### TRY IT
Please output exactly the lines that run from the line with "positive clicks: (706, 250)" through the final line of the data, inclusive, and nothing more.

### DATA RECORDS
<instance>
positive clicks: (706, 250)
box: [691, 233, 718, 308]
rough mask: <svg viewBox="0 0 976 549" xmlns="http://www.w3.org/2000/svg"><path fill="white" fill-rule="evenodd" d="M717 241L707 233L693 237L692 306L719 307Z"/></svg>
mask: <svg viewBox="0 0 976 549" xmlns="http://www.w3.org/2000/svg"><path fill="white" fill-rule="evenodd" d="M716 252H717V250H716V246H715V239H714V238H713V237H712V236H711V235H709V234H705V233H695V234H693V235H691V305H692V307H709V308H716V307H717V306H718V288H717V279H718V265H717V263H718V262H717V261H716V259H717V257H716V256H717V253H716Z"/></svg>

### RESPONSE TO THE TASK
positive clicks: (706, 250)
box: [691, 233, 718, 308]
rough mask: <svg viewBox="0 0 976 549" xmlns="http://www.w3.org/2000/svg"><path fill="white" fill-rule="evenodd" d="M717 241L707 233L693 237L692 306L719 307Z"/></svg>
mask: <svg viewBox="0 0 976 549" xmlns="http://www.w3.org/2000/svg"><path fill="white" fill-rule="evenodd" d="M716 252H717V250H716V246H715V239H714V238H713V237H712V236H711V235H709V234H705V233H695V234H693V235H691V305H692V307H709V308H716V307H717V306H718V288H717V279H718V265H717V263H718V262H717V261H716V259H717V257H716V256H717V253H716Z"/></svg>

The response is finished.